Instructions for the task — Gather every line in the records below that contains the string "road", treating uppercase and lowercase as different.

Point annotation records
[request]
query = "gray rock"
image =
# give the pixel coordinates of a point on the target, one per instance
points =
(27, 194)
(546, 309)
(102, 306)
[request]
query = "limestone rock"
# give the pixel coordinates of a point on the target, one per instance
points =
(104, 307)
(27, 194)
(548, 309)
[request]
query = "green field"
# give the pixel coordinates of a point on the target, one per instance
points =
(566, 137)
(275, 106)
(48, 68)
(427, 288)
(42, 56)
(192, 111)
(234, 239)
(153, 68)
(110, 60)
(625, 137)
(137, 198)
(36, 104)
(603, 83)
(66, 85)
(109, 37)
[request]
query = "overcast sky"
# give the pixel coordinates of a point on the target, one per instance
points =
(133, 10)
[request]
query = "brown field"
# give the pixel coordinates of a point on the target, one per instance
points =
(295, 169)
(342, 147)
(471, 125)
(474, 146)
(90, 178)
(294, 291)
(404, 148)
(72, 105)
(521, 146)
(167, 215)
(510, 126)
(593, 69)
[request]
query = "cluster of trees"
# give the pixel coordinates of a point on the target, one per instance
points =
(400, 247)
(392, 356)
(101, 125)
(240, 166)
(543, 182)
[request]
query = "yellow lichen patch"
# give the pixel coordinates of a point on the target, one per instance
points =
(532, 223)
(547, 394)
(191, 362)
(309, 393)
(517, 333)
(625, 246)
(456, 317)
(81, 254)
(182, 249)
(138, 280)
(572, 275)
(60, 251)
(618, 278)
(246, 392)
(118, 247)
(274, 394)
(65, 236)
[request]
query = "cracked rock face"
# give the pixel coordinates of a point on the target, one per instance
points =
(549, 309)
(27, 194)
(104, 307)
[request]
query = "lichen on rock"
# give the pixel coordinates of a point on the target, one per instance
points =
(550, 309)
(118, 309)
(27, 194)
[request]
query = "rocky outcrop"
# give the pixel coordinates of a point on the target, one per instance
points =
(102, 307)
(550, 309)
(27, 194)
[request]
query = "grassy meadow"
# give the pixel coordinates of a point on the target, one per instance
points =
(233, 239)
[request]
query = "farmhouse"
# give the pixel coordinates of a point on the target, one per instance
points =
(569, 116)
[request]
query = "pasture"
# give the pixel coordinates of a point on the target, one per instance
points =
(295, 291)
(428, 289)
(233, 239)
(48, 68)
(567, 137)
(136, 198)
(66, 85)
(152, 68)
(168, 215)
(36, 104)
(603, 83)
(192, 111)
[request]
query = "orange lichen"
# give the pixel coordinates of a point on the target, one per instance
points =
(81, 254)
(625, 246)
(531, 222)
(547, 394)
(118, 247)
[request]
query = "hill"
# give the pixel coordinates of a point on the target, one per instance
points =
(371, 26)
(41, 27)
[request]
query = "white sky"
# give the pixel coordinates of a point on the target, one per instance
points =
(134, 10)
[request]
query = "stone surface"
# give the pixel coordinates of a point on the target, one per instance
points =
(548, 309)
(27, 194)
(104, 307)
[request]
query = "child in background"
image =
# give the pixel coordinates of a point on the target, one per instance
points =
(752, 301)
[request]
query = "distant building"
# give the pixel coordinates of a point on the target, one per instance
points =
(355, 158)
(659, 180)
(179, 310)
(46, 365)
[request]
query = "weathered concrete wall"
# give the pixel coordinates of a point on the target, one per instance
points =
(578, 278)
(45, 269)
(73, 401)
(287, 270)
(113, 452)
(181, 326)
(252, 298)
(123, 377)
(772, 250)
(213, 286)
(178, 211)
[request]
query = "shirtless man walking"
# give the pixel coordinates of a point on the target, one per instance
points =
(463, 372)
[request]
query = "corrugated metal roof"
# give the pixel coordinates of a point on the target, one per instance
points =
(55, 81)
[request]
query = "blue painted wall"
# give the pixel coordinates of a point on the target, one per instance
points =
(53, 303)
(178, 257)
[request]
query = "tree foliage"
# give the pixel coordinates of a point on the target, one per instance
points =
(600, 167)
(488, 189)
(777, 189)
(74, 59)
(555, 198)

--

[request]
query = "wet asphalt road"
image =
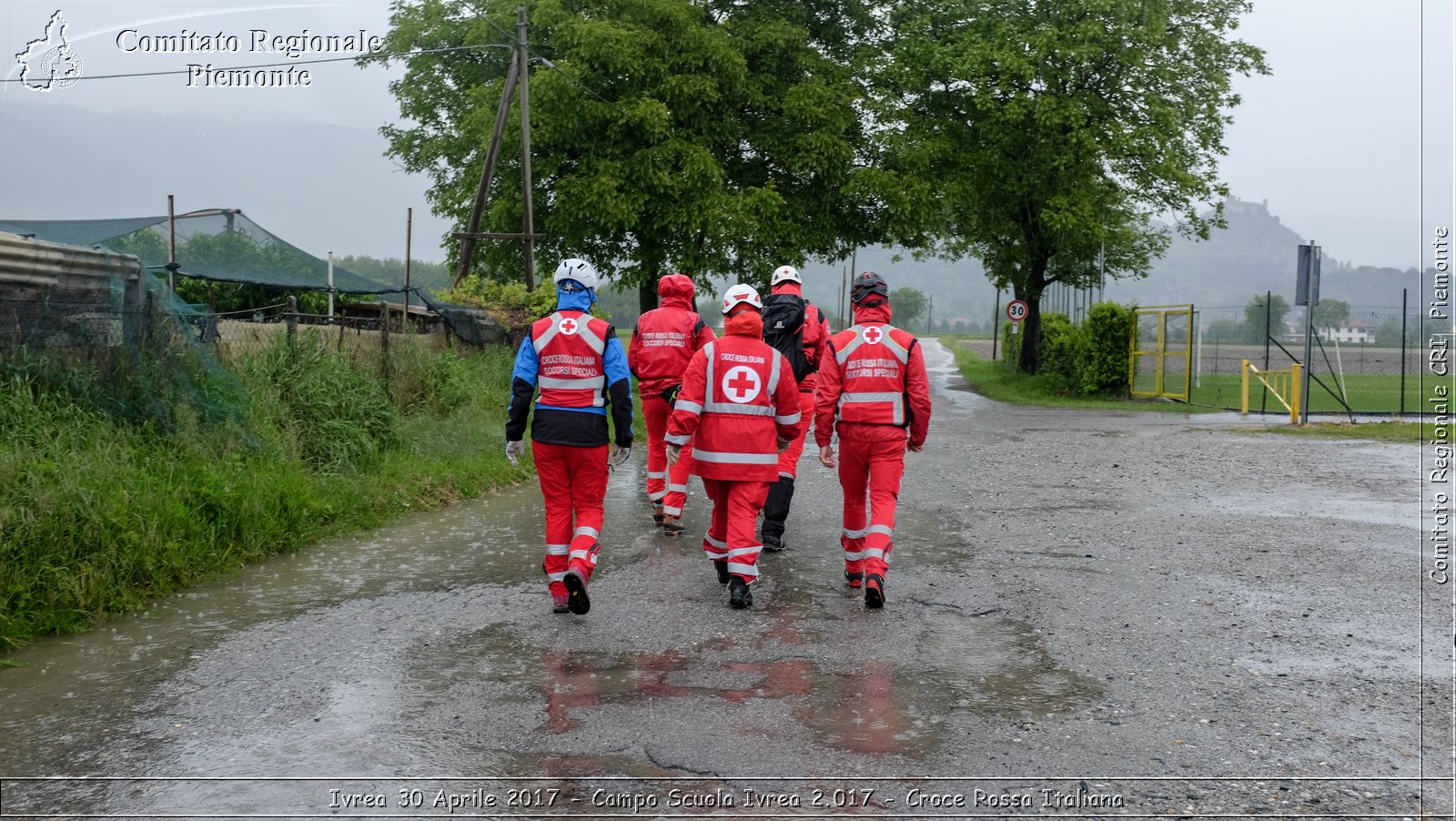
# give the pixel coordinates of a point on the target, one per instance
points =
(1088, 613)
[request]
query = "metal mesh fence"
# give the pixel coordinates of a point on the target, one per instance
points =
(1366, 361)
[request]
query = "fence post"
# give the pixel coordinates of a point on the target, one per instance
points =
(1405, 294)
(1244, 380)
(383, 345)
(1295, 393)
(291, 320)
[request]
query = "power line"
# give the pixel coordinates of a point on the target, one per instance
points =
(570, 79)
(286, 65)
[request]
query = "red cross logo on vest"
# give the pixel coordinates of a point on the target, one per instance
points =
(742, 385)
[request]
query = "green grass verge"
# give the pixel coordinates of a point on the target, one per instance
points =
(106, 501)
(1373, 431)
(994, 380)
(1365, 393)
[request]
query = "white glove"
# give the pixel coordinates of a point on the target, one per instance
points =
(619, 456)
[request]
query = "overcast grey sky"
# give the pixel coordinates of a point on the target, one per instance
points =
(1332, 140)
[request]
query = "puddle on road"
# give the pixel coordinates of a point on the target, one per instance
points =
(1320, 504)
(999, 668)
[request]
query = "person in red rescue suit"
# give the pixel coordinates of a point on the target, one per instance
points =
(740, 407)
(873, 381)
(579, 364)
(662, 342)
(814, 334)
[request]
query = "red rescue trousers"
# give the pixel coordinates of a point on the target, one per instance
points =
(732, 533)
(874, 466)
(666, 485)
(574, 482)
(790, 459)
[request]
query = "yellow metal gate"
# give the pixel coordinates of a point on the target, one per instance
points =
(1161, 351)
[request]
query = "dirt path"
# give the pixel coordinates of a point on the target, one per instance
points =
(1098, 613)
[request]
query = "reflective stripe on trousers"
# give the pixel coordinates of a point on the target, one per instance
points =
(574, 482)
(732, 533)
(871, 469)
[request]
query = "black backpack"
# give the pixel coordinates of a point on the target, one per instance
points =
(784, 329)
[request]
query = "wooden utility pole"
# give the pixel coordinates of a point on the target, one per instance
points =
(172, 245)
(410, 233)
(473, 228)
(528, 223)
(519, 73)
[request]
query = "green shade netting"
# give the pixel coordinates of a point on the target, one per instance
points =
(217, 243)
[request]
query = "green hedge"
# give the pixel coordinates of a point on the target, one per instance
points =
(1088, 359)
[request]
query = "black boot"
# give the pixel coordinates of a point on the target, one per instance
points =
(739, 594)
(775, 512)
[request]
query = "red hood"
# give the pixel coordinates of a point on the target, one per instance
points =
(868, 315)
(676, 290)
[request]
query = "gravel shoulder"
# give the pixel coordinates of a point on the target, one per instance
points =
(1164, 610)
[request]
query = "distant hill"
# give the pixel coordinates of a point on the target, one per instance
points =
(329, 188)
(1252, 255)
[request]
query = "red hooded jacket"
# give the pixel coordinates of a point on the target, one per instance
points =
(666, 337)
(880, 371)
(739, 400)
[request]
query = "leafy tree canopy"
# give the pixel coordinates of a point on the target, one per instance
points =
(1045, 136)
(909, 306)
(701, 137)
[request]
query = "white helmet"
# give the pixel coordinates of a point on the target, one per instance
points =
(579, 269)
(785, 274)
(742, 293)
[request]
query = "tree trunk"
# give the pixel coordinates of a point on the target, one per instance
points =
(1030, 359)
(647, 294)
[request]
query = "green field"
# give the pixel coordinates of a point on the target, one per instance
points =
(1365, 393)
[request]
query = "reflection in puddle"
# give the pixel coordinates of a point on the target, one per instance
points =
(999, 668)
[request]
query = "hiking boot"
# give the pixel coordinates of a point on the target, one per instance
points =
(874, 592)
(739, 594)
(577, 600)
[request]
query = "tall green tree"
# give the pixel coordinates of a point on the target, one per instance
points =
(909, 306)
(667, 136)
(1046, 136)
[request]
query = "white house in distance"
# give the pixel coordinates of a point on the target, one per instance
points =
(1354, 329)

Response to the task —
query = "wet asphalt road"
query = "puddle on road"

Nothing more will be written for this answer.